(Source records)
•••

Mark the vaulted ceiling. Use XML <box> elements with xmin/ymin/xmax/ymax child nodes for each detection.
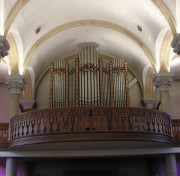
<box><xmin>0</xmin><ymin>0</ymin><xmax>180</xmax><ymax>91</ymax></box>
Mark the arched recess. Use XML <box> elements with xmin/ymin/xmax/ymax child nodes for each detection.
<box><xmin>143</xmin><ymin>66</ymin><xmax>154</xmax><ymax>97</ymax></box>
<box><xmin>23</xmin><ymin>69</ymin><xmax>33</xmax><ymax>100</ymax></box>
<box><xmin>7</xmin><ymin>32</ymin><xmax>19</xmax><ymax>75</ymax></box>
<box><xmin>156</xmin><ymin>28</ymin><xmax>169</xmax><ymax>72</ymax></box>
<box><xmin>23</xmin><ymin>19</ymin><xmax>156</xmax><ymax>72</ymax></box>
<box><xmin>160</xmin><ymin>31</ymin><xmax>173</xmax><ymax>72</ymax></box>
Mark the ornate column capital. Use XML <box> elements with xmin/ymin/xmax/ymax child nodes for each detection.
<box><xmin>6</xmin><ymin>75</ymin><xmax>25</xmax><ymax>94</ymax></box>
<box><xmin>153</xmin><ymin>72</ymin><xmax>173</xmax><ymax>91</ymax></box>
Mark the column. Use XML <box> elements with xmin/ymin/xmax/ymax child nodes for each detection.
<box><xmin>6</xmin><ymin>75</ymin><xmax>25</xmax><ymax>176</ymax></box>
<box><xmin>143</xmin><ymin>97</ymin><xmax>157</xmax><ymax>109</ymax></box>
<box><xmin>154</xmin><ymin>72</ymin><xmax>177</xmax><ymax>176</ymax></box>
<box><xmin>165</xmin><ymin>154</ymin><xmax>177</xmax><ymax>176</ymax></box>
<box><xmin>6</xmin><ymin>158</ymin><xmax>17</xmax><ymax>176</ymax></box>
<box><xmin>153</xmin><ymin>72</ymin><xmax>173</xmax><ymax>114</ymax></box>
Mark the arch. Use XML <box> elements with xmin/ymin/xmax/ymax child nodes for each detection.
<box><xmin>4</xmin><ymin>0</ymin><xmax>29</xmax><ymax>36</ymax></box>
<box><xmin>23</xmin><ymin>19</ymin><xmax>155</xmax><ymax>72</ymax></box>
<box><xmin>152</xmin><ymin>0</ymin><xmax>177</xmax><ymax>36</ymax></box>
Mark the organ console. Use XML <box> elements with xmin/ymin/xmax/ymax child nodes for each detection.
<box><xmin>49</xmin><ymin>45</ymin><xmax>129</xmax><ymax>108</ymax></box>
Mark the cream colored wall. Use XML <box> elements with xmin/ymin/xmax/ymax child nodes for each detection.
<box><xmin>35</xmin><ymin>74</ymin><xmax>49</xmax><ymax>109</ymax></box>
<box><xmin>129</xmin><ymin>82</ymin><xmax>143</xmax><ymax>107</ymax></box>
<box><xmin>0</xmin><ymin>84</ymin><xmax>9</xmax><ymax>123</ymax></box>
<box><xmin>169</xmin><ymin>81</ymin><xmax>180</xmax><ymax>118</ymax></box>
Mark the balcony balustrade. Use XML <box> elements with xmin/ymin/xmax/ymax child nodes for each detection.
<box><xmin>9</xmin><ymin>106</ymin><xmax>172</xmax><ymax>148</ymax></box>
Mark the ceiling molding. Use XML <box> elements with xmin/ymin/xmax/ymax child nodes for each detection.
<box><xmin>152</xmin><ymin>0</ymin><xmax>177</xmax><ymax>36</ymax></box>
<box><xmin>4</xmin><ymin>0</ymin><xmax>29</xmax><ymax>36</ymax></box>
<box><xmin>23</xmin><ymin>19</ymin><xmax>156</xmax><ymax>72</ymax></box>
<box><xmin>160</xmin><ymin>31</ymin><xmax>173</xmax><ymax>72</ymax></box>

•••

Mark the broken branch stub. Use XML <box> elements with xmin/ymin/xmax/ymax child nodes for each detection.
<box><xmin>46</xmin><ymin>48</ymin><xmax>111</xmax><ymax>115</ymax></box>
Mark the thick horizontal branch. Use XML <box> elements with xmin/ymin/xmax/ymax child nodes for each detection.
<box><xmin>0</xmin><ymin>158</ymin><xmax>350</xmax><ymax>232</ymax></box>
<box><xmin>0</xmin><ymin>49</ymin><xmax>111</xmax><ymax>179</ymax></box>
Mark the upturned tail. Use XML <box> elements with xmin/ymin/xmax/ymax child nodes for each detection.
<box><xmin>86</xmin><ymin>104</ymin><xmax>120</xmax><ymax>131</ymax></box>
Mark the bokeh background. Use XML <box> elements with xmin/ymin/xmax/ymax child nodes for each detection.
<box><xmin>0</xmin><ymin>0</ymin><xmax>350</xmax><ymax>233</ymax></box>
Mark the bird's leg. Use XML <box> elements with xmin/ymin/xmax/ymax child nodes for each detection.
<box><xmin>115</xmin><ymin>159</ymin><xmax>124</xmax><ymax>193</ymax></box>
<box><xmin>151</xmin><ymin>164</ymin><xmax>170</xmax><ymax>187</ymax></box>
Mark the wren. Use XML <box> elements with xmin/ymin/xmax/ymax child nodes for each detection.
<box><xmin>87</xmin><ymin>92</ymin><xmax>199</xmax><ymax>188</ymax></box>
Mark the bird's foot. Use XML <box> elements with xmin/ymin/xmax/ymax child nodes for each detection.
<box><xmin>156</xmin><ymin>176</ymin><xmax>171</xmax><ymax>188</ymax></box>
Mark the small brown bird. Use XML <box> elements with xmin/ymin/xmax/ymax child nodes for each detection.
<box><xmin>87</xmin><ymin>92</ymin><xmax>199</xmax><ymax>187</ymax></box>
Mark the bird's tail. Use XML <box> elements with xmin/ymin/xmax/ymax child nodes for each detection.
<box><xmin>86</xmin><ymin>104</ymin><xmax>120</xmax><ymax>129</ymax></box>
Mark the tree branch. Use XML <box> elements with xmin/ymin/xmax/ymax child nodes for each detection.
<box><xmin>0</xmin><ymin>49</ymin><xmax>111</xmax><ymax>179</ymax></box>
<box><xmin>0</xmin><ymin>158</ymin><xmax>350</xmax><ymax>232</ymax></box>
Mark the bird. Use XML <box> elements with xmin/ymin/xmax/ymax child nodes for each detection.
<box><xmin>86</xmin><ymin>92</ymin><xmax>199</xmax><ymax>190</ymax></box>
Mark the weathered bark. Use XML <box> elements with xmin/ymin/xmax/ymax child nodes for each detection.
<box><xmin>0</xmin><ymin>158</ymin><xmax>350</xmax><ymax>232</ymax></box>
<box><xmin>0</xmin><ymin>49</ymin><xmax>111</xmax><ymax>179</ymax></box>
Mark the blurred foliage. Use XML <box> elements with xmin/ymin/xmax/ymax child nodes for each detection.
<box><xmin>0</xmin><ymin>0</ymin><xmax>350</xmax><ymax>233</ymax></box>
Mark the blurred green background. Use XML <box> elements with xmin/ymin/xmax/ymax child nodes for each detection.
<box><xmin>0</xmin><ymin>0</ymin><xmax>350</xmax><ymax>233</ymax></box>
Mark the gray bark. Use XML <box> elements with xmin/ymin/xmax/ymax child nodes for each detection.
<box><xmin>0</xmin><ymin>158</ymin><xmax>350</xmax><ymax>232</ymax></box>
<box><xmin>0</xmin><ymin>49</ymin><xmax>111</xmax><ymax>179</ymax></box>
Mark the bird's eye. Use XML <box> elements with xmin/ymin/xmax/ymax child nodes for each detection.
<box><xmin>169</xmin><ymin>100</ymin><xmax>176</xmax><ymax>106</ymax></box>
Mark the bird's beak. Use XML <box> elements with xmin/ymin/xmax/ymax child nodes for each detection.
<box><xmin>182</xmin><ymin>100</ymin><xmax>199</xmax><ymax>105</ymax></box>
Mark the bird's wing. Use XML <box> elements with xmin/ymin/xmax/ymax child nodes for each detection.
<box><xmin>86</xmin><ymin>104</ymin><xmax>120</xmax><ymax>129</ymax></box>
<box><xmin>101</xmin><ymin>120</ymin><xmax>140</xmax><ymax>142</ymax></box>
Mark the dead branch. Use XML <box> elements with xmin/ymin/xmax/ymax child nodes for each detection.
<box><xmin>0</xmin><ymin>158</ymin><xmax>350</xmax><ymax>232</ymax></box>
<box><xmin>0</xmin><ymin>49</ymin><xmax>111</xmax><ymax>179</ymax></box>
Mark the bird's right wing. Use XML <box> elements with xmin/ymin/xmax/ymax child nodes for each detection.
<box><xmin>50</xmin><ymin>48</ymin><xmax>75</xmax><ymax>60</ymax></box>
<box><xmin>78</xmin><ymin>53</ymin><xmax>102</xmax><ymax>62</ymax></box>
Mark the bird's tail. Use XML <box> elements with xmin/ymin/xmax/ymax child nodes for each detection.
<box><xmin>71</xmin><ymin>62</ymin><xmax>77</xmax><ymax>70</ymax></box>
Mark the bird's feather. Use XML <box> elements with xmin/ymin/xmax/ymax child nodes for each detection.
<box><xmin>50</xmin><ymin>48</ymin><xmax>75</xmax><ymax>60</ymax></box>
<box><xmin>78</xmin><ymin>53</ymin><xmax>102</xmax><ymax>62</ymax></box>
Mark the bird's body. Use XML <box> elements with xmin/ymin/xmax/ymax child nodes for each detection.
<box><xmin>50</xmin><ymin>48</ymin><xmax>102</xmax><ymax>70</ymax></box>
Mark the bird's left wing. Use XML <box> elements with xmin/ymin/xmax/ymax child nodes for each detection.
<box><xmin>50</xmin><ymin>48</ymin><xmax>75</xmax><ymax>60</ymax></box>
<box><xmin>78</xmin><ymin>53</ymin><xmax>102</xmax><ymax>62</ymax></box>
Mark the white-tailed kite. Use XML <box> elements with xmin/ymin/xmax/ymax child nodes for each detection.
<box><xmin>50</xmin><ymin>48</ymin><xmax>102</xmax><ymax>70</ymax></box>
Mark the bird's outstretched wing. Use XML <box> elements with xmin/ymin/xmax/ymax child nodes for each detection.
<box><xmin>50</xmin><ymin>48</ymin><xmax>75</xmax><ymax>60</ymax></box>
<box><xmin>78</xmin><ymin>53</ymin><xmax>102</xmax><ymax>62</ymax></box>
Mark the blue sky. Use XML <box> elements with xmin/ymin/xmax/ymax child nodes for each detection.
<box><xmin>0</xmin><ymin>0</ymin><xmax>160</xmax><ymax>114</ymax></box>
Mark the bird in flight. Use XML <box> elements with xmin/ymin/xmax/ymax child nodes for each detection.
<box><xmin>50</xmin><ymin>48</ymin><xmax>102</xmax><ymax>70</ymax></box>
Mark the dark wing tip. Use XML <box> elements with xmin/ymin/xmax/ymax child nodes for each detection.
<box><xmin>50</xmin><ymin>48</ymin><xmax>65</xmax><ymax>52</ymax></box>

•••

* **Requirements**: Collect each line in the records above that contains the string "ceiling", and reproduce every such line in full.

* **Expected answer**:
Mark the vaulted ceiling. Use XML <box> elements with xmin/ymin/xmax/ymax child nodes for each detection.
Mark the ceiling molding. Use XML <box> elements with xmin/ymin/xmax/ymax child nodes for each detection.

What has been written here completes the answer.